• REQUIRED ACTION
Take the line that has "the banner, a" and all the lines that come after it in the records, and write them out again exactly. Add no other line.

• THE INPUT
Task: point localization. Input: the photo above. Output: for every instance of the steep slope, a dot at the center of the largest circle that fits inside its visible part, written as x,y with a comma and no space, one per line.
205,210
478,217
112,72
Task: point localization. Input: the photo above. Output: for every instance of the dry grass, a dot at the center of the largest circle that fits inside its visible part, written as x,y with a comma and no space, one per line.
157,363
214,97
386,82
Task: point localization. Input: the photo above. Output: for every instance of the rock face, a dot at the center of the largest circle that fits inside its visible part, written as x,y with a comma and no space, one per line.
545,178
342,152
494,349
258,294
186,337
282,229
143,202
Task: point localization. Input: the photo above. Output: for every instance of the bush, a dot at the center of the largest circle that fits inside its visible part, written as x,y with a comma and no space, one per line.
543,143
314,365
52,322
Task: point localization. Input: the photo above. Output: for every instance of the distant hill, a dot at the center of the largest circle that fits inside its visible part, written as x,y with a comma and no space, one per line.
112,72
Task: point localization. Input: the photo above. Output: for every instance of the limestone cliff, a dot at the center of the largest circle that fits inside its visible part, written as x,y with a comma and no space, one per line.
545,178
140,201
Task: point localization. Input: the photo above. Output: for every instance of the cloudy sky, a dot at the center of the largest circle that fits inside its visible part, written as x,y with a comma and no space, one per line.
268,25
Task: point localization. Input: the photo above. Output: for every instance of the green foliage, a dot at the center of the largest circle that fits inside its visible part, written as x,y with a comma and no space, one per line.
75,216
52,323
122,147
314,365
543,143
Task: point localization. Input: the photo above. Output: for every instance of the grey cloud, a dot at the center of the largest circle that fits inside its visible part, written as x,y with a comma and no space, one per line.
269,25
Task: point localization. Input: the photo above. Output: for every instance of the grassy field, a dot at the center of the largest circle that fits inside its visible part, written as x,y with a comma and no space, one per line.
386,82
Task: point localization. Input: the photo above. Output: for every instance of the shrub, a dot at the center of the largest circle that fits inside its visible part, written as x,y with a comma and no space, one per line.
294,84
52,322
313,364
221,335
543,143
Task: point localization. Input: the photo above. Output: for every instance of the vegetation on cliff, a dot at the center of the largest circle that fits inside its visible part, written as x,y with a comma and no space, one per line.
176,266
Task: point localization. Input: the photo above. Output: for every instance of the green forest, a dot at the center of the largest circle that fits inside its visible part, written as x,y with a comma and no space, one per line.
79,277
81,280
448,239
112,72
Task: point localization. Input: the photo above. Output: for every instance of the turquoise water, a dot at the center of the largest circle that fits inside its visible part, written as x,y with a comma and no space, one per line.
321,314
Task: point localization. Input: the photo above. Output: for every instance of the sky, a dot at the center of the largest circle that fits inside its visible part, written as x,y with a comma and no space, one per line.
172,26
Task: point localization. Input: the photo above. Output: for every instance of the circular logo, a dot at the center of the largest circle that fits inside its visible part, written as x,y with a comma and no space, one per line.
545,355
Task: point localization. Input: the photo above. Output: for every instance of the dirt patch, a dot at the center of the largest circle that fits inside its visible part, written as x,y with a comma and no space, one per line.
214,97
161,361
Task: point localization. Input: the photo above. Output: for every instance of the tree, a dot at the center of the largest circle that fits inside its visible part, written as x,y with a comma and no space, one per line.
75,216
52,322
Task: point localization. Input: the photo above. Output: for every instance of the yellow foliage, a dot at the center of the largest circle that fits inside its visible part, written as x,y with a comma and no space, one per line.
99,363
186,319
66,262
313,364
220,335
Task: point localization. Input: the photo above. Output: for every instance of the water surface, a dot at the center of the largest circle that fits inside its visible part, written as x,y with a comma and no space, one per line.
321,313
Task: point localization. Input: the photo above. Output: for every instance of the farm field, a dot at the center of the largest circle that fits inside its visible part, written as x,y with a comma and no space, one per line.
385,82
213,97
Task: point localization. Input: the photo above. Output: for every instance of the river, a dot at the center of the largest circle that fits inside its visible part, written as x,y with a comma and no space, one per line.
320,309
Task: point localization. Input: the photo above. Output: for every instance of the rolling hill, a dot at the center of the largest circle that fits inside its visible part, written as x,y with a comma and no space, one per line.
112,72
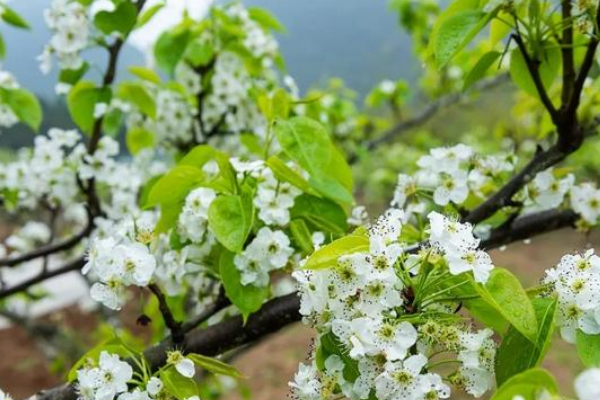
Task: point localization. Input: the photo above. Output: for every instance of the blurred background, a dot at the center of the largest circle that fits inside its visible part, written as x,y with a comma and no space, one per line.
358,41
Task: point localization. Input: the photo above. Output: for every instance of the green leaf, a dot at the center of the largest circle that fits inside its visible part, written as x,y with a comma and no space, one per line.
328,255
481,67
301,235
122,19
137,94
145,73
169,215
455,32
322,214
528,384
286,174
549,65
503,291
179,386
175,185
330,345
265,19
247,298
215,366
200,53
82,100
12,18
138,139
588,349
72,76
170,48
25,106
305,141
147,15
2,48
230,217
516,353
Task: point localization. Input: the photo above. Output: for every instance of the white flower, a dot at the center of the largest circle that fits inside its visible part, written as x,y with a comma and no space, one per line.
306,385
587,385
463,260
401,379
183,365
154,386
585,200
453,188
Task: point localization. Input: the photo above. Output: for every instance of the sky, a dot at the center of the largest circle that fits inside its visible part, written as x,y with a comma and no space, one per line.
358,40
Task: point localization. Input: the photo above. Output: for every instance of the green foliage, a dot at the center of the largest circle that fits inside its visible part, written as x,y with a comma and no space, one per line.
321,214
528,384
138,139
247,298
170,48
179,386
215,366
230,217
548,67
588,348
330,345
327,256
82,100
25,106
517,353
504,292
481,67
122,19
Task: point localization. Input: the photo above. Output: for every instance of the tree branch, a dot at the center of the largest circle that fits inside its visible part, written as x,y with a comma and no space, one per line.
429,111
47,250
174,326
74,265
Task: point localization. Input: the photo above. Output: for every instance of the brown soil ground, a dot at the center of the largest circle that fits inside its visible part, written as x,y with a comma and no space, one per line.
271,364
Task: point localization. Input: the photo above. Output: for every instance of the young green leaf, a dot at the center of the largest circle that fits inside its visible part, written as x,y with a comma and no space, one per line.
215,366
122,19
588,348
516,353
145,73
177,385
549,62
481,67
322,214
230,217
25,106
138,139
305,141
528,384
174,186
170,48
503,291
328,255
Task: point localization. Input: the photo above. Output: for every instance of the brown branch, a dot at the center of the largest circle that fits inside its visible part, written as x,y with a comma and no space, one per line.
429,112
567,52
74,265
534,71
174,326
47,250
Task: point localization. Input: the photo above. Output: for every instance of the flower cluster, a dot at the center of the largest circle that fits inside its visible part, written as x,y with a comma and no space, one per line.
576,281
122,259
457,176
70,26
8,117
361,308
105,380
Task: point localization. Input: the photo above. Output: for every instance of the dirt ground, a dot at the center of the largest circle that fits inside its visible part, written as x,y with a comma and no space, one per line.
271,364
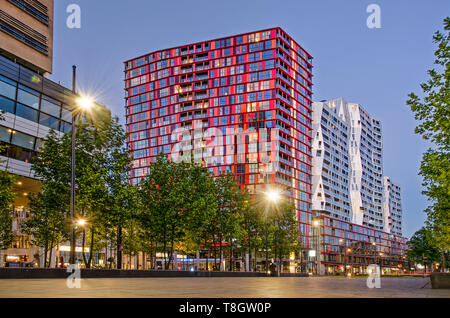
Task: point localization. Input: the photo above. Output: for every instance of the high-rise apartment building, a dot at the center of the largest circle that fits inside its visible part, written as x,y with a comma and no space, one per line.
240,103
31,104
392,206
349,187
331,161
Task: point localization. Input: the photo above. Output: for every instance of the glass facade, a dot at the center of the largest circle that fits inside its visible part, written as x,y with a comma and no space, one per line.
30,104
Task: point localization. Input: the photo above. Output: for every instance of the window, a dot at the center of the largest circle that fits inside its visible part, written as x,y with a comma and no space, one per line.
7,105
28,96
5,134
23,140
26,112
50,106
49,121
66,114
7,88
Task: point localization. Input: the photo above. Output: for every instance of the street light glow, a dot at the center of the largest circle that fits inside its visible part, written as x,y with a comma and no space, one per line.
81,222
85,102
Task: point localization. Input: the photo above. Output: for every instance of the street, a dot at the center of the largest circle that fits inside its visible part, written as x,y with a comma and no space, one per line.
289,287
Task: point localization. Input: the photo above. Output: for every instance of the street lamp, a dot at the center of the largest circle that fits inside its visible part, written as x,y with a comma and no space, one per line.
81,222
273,196
316,223
82,104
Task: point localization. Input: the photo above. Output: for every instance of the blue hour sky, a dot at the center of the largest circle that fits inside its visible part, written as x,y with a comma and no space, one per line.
376,68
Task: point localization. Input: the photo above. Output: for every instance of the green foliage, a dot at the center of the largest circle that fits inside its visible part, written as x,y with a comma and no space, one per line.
177,204
421,247
103,196
6,200
47,224
284,232
433,113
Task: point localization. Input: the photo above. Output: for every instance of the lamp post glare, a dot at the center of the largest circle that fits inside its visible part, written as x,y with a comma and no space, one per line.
85,102
81,222
272,196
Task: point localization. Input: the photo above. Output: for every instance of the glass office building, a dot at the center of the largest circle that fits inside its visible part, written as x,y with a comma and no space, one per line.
31,106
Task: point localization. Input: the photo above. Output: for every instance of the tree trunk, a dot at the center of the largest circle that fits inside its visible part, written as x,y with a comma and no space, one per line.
220,252
106,254
207,252
83,242
50,252
45,254
215,252
231,255
91,250
119,247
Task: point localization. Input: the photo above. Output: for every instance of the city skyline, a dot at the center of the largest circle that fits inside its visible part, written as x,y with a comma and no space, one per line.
347,51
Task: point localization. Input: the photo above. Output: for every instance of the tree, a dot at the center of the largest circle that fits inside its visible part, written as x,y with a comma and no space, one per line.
103,195
253,227
6,200
433,113
228,218
163,204
47,224
285,232
421,247
200,207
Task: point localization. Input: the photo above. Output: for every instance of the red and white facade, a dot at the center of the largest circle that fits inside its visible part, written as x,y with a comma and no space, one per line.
240,104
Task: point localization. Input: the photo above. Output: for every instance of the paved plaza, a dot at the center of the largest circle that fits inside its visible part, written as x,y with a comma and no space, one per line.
271,287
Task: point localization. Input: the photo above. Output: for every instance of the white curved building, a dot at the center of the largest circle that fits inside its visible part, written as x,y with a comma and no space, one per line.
348,182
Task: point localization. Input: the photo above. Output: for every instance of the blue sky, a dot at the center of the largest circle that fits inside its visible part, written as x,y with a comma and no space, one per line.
374,67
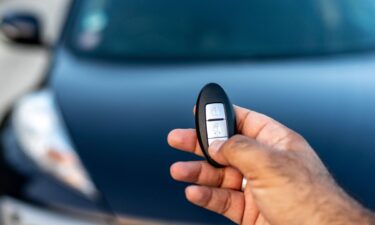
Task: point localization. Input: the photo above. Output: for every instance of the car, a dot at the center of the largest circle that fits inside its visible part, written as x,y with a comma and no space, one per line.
90,144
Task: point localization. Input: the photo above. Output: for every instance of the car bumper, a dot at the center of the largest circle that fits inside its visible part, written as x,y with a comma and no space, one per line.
16,212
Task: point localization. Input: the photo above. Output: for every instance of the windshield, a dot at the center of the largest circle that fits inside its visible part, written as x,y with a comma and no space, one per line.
220,29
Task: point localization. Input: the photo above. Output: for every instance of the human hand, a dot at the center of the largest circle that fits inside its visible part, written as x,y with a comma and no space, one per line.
287,182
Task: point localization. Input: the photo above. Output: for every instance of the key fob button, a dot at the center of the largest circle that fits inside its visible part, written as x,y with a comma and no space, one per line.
210,140
214,118
215,111
217,129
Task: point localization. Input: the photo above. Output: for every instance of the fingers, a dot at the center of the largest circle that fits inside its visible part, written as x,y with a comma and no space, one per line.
247,155
226,202
200,172
265,129
185,140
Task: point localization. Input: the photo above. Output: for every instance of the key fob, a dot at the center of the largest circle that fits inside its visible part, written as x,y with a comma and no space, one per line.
214,118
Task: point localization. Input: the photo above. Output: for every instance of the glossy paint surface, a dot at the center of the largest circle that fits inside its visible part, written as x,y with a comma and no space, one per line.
119,115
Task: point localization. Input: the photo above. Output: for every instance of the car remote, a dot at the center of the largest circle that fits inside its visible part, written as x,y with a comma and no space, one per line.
214,118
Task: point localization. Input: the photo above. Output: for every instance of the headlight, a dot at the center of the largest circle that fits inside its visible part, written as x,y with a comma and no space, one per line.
43,137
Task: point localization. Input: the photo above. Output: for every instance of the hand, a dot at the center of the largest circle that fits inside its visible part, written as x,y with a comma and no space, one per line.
287,182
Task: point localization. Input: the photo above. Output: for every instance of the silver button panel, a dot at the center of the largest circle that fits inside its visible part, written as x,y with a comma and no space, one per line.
216,122
210,140
216,129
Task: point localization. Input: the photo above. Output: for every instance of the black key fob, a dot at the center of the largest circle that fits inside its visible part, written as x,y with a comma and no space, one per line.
214,118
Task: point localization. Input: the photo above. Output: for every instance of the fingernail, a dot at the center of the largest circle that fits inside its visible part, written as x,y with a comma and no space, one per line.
215,146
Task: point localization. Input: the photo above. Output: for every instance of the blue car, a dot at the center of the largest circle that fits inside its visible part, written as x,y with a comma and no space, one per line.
90,144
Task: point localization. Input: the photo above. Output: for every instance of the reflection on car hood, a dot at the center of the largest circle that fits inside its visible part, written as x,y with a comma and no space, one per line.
119,117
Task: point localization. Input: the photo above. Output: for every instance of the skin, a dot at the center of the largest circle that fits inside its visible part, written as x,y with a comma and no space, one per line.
287,182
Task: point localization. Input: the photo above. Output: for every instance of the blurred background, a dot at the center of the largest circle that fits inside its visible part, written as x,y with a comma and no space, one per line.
23,67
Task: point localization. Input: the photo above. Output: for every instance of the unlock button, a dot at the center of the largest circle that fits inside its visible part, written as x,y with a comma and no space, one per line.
217,129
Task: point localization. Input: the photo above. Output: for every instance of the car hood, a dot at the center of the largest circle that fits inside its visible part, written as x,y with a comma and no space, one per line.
119,115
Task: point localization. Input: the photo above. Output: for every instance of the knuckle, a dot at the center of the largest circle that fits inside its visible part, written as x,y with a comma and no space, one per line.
238,142
227,203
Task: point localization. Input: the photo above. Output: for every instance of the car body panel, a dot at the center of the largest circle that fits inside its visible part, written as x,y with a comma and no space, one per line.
119,115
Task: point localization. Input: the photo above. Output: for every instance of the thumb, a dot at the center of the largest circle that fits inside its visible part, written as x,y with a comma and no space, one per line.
243,153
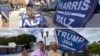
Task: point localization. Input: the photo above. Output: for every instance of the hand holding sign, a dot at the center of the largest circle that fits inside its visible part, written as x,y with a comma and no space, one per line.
70,40
74,13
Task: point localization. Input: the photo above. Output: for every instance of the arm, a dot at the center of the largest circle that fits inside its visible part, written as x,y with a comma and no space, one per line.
4,14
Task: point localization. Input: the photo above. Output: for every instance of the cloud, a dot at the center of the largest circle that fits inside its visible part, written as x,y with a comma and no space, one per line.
91,34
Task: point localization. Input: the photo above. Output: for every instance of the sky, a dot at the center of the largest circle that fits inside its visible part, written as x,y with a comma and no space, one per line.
91,34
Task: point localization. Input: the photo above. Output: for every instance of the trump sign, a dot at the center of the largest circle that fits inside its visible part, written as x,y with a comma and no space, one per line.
74,13
69,40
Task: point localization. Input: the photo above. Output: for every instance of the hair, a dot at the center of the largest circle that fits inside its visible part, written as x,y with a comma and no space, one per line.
40,42
4,1
52,42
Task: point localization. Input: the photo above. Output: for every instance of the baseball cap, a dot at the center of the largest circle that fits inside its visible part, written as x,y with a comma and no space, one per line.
30,4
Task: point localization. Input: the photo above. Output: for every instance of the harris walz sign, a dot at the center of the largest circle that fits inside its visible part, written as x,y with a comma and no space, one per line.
74,13
69,40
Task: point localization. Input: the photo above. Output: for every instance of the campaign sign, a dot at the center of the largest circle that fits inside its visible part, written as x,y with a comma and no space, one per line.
69,40
74,13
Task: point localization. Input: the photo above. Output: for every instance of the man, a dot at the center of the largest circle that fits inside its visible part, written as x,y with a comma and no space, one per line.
54,50
31,19
40,51
4,9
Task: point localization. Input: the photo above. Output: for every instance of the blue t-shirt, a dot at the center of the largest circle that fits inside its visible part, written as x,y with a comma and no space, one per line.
5,9
38,21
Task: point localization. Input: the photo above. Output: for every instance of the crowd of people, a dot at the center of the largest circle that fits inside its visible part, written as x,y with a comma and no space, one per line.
42,52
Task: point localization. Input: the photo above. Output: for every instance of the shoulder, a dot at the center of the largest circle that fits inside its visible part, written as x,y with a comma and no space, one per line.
34,52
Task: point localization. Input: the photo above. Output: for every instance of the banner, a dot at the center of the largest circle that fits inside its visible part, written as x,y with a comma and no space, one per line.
69,40
74,13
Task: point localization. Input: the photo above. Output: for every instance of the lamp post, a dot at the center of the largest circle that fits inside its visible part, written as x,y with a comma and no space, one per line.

• OUTPUT BELOW
Task: point localization. Input: the photo above. Output: for every instance of the banner, a dot at the center of the largest circle that fits inside its visible part, written as x,y with a comma and no space, one per line.
69,40
74,13
Task: point localization. Input: the photo above. Output: for every instance of the lamp post, a dot at the center of the largest circle that fits inside its visible part, written as x,y with a comma and no space, one per line.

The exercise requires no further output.